## Task goal
Reproduce this listing in full.

## Data listing
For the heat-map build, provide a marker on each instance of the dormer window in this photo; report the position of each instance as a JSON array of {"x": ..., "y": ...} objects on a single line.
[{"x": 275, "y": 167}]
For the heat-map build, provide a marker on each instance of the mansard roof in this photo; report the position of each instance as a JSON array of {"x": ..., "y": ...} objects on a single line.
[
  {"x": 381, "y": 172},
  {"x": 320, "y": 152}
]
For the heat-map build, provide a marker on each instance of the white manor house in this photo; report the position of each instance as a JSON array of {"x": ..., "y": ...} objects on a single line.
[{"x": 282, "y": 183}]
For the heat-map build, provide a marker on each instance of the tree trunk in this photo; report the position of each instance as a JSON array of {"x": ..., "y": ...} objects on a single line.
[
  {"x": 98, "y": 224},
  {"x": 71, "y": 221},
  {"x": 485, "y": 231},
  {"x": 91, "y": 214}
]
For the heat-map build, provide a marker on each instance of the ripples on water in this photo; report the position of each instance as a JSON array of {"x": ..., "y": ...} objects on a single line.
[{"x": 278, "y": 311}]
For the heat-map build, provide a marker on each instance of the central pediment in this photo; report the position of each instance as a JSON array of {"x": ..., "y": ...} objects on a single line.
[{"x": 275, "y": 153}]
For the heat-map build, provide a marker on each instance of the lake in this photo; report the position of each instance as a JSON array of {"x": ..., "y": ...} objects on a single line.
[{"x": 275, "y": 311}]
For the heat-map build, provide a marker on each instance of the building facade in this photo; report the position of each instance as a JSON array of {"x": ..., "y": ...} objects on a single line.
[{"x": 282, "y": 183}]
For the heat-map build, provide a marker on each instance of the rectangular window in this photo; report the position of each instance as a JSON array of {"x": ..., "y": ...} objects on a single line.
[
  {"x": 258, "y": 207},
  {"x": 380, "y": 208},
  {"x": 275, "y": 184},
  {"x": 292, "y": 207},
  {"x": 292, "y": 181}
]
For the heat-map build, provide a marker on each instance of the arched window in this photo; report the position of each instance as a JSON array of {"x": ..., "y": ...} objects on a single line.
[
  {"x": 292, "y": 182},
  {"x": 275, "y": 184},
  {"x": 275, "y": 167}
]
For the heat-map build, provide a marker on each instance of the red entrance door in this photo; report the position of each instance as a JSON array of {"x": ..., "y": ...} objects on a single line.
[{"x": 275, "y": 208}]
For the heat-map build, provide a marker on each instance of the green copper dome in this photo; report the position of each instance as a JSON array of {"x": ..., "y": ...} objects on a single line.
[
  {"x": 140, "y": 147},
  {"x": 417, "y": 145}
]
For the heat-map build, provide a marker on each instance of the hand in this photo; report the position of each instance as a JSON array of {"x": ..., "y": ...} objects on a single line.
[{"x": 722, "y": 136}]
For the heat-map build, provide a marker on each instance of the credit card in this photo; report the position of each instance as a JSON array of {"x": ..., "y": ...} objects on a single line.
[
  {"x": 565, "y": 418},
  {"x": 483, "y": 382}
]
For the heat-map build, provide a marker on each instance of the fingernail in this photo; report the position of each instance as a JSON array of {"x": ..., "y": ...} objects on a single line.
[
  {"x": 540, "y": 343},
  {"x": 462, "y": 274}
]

## In response
For the heat-map build, provide a marker on each instance of the dormer window in this photo; report the position of each instance as a JSON array of {"x": ..., "y": ...} objects on a single line.
[{"x": 275, "y": 167}]
For the heat-map build, provide a marker on each instance of the mansard roof in this photo; report the position of each instance as a JSON array of {"x": ..., "y": ...} objects on a single line.
[
  {"x": 381, "y": 172},
  {"x": 320, "y": 152}
]
For the heat-map build, provide a marker on each instance of the white manor house in this photo; report the position of each instance as a JSON array of {"x": ..., "y": ...} objects on a single line.
[{"x": 282, "y": 183}]
For the heat-map build, provide a marker on each instance of the tree trunk in this photo; report the position of each instance as a JSON array of {"x": ..., "y": ...} objects on a single line.
[
  {"x": 98, "y": 224},
  {"x": 71, "y": 221},
  {"x": 485, "y": 231},
  {"x": 91, "y": 214}
]
For the heat-map build, provide a marker on each instance of the ripples on water in this photo; report the position of each instance as a JSON array of {"x": ..., "y": ...} objects on a single line.
[{"x": 278, "y": 311}]
For the heat-map build, provide a marker on each instance of the central pediment in this photo; report the position of each instance as a JSON array of {"x": ..., "y": ...} objects on a single line.
[{"x": 275, "y": 153}]
For the heat-map build, provide a marker on each instance of the lake in this photo; report the position of each instance as a JSON array of {"x": ..., "y": ...} objects on a single line.
[{"x": 275, "y": 311}]
For the heat-map build, provide a marker on each instance of the building facade in this photo; report the position of each instance as a JSON array of {"x": ..., "y": ...} objects on a single line.
[{"x": 282, "y": 183}]
For the heat-map build, provide a marker on each instance of the rectangular window in this photo; report the position of each instance as a JSON array of {"x": ..., "y": ...} objects on a single line.
[
  {"x": 258, "y": 207},
  {"x": 380, "y": 208},
  {"x": 275, "y": 184},
  {"x": 292, "y": 207},
  {"x": 292, "y": 181}
]
For the heat-map build, provide a marker on each instance of the arched window in this photo; report the position of each instance as a JSON array of {"x": ..., "y": ...} objects on a single line.
[
  {"x": 292, "y": 182},
  {"x": 275, "y": 184},
  {"x": 275, "y": 167}
]
For the heat-map build, provide a marker on each instance of the red entrance door in this photo; report the position of each instance as a JSON array of {"x": ..., "y": ...} objects on a single line.
[{"x": 275, "y": 208}]
For the heat-map build, provide a marker on each instance of the green copper dome in this photo; report the position of each instance as a JSON array of {"x": ..., "y": ...} objects on a single line.
[
  {"x": 140, "y": 147},
  {"x": 417, "y": 145}
]
For the heat-map build, provide a marker on each instance of the hand in this photo; report the position of each instance as a JSON array of {"x": ..., "y": ...} objects on a single line.
[{"x": 722, "y": 136}]
For the heat-map build, provide a marker on each instance of the credit card in this photo; report the position of each instance as a JSON array of {"x": ..., "y": ...} objects on a single line.
[
  {"x": 565, "y": 418},
  {"x": 483, "y": 382}
]
For the heat-map build, provide a marker on each instance of the fingernail in this photo; report the position of each instance as a JSON array of {"x": ..., "y": ...} objects on a single line.
[
  {"x": 540, "y": 343},
  {"x": 462, "y": 274}
]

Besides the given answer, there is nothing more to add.